PROBLEM:
Set down the data again exactly. Pictures are not part of the copy.

PROVIDED DATA:
- - - - -
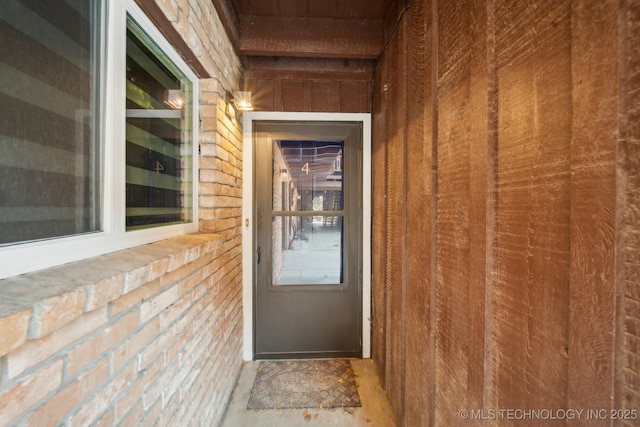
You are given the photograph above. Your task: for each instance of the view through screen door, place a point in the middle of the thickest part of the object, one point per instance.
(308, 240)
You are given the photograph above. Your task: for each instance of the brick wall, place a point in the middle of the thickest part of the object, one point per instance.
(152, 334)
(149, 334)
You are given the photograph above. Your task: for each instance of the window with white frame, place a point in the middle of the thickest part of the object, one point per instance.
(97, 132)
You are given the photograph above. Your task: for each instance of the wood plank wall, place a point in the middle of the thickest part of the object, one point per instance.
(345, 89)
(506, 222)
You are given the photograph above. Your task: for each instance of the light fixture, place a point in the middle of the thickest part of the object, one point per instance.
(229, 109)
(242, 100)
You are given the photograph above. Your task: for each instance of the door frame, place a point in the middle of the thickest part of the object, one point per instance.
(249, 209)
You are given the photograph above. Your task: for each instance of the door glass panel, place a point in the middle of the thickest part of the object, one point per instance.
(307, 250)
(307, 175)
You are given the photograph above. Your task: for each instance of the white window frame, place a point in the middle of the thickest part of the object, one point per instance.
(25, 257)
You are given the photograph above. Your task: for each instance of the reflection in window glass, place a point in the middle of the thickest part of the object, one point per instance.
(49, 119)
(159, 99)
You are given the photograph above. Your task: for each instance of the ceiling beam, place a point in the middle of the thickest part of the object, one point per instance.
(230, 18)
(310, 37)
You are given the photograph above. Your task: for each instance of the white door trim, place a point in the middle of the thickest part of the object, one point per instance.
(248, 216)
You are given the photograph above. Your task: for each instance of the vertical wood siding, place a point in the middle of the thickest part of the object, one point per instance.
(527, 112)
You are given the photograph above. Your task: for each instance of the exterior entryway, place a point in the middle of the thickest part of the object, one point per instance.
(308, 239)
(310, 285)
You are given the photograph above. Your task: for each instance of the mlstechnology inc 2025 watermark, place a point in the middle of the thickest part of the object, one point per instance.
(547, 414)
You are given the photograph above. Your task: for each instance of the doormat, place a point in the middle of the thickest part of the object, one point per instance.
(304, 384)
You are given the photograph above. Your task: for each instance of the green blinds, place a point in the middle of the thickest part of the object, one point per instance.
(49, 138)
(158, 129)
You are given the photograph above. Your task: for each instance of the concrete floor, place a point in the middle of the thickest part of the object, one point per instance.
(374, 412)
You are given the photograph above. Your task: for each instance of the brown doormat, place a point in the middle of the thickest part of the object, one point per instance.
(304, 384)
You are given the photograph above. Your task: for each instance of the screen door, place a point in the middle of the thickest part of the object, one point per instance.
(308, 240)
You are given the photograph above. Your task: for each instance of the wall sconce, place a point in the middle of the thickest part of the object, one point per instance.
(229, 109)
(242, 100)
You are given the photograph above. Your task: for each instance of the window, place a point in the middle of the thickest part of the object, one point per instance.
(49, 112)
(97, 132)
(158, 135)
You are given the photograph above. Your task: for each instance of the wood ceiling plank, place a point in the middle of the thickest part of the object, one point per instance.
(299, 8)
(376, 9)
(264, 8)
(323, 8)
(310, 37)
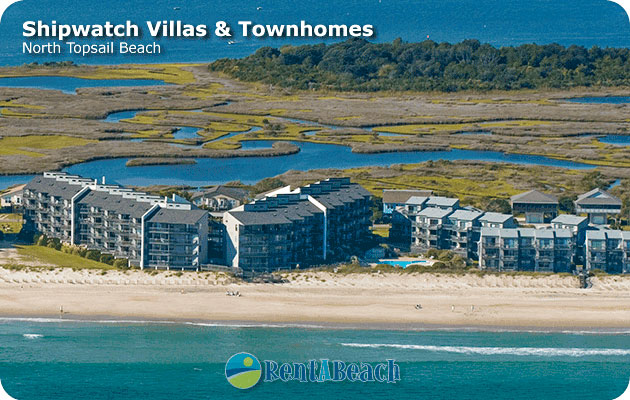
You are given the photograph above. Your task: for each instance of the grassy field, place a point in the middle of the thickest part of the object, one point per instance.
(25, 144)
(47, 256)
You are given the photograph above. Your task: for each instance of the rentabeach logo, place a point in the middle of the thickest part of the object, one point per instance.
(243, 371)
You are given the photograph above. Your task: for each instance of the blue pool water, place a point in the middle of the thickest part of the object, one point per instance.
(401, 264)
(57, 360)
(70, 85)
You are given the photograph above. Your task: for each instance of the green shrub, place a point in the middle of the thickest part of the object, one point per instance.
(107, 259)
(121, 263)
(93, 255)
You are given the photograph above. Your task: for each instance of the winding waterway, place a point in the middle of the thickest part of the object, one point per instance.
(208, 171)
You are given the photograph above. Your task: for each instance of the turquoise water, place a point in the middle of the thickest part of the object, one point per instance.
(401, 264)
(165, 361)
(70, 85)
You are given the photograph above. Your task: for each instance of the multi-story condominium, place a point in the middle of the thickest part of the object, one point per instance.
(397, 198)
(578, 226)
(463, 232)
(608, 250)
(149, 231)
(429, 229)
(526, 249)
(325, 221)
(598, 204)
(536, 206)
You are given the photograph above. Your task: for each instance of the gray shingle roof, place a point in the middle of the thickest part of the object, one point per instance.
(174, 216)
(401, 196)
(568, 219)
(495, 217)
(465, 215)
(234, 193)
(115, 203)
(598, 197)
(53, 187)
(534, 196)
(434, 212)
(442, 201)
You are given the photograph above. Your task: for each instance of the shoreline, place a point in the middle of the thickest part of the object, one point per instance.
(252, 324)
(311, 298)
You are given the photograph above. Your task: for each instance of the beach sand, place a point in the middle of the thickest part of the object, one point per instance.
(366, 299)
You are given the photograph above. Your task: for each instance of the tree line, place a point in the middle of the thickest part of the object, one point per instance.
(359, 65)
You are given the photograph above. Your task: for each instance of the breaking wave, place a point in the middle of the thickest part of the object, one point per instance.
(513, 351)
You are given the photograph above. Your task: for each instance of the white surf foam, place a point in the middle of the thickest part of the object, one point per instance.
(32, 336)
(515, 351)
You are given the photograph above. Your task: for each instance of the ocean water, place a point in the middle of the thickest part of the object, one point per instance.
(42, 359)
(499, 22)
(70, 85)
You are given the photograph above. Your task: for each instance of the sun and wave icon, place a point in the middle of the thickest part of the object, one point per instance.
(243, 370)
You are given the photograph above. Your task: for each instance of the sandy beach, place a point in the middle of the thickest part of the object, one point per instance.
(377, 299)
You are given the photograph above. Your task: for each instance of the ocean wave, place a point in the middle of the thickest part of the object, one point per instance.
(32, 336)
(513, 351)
- - - - -
WORKED SOLUTION:
You are given the photograph above. Your task: for each instance of the view through screen door, place a point in the middle of the thickest part of the object, one point per instance.
(308, 240)
You are given the photograph above. Your task: for each instance of the brick wall, place a point in the middle of the thickest part of the object, one point per instance.
(152, 334)
(149, 334)
You are given the photograph above. Your task: for each instance of the window with white frame, place a point in the middle of the thickest part of the object, one point per instance.
(97, 132)
You are given the photograph above. Your task: for each instance of the wood plank wall, place a point in the middle of the thickest part of the object, one point per instance.
(345, 89)
(506, 222)
You are given the photograph above. Your task: for each instance of the light fixture, place a point in the middle of the thickest part of the object, one point per instance.
(229, 109)
(242, 100)
You are given the photograph above. Your task: for each instance of the door frame, place a point in the middle of the thickest part of the object, one point per instance.
(249, 209)
You are given the photograph above. Your task: for each instance of the door glass panel, place a point in the middle of the thickest part of the object, one point per instance.
(307, 250)
(307, 175)
You are given the photograph above. Your task: for each instance of the white window frame, place a point in the middle of the thickest part of the object, one point per instance.
(25, 257)
You are given the photograph above. Your task: for each instance of the reflection in window glass, place a point in the middle of the thickest part of the object, one point per instance.
(49, 119)
(159, 99)
You are given the photograph above. Your task: for each instance of the ceiling beam, place a point in the middle of the thickest part of the object, one point per instance.
(230, 18)
(310, 37)
You are given the photograph above. Your task: for each instance of the white door trim, place a point in the middle of the thickest part of the object, one point per instance.
(248, 216)
You are given the photograph above. Your task: for each instance of the vertical wood siding, place a point in the middle of the thickest part of the object, one point per instance.
(527, 112)
You are given the photograph above. Your task: for each instance of the exterior entryway, place a point in the middle of the thickest part of the object, one point per instance.
(308, 239)
(310, 285)
You are given the photograph above. Your task: for each instance of the mlstechnology inc 2025 watermark, place a point in the middle of the thickest part of the object, one point per instance.
(547, 414)
You are given the photograph above. Your task: for each instance of the doormat, place a point in the middle of the thickest part of the object, one point per instance.
(304, 384)
You are given the photograph above. Your task: for each instance of the green blinds, place a point in the middle of the thickest part of the object, one point per instance.
(49, 138)
(158, 129)
You are given the photograph above. Your task: for each instance of the concrete floor, place a point in the middle of the thickest part of the object, one point per instance.
(374, 412)
You are given the photograph above. Your task: for each instance of the brown doormat, place a point in the middle of the thickest part of the object, one point per instance.
(304, 384)
You are given the photograph above. Your task: for each instance of the screen door, place a point in the middle of the thickest part of the object, one point per instance.
(308, 240)
You are given the photograph above. Your task: for each instance of the wall sconce, place a point in the middle of the thickest part of the object, one point per instance.
(229, 109)
(242, 100)
You are given the photograph above. Your task: for each instance of the window, place a point in the middle of the thickest part of the object, one point per instance.
(49, 112)
(97, 132)
(158, 135)
You are given the photograph above. Your task: for each instance of the wood ceiling plank, place a point in the middle of the thickest part of the object, one point per instance.
(299, 8)
(376, 9)
(264, 8)
(323, 8)
(310, 37)
You are given the photograph above. Your task: for each instance of the grassy field, place a point in the middle of the thickest part of the object, one point per instance.
(25, 144)
(47, 256)
You are given the photograph above. Your task: for each instance of the rentabeach logo, place a point in the middle of the thickest part of the object, one point per instance.
(243, 371)
You are given the photograph above. Your task: for each instance of the blue pool water, place a point in the middle of the thickest part of the object, one point per instance.
(401, 264)
(57, 360)
(70, 85)
You are given the photograph above. Your task: for each instance of the green shrub, place a point in the middle of the thickest part of the object, one point per instance.
(107, 259)
(121, 263)
(93, 255)
You are given the photograph above. Your task: for each instance of the winding waterway, place a point in the middle of the thickest part of the object, one point per instance.
(208, 171)
You are given the photograph above. Your task: for each instance of the turquoise water, place a point in the middle of the thickest part of the object, one point per instance.
(401, 264)
(165, 361)
(70, 85)
You are given the photograph above. Your task: for each instance of the multi-story condominium, place a point in the middle of the thickest part of the object, one point per instance.
(397, 198)
(578, 226)
(463, 232)
(608, 250)
(149, 231)
(429, 229)
(526, 249)
(325, 221)
(598, 204)
(536, 206)
You are given the photograph above. Your task: for each instance of the gray shingle roof, place a point in the middle of the thickest part of the object, one point per instance.
(174, 216)
(401, 196)
(568, 219)
(495, 217)
(465, 215)
(234, 193)
(115, 203)
(598, 197)
(53, 187)
(534, 196)
(434, 212)
(442, 201)
You are given the photograph above. Your task: for each instance of the shoreline, place a point in the middle of the thickest part of the object, one point per instance.
(252, 324)
(311, 298)
You are given the photograph above. Your task: for each instance of the beach sand, place a point in the middle of the thickest part of the object, one point per instance.
(366, 299)
You are given the photograph above. Your task: for each instance of the tree line, place a point in the middle of the thickest part of the object, one point per instance.
(359, 65)
You are given the photograph above. Your task: for each instance of the breaking wave, place a point in the middle of the thickest part of the object, one point per instance.
(513, 351)
You are given the photograph above. Your task: for each instance of the white surf foam, place a point in the middle of the thickest part of the object, one point per instance.
(32, 336)
(515, 351)
You are given the photograph above. Your task: for each instance of the ocean water, place a point in the middle of the thickest part of the object, one point per instance.
(42, 359)
(499, 22)
(70, 85)
You are given the photograph above. Your task: for each instance of the sun and wave icon, place a point in the middle of the thickest part of the object, one point per instance.
(243, 370)
You are given the photograph above. Your task: for each instance of the sandy beach, place a point in the middle of the thickest part of the object, one point per instance.
(377, 299)
You are given the photograph above. Your task: for each instance of the ocean wave, place a point in the middle of the thickest part of the object, one point per instance.
(32, 336)
(513, 351)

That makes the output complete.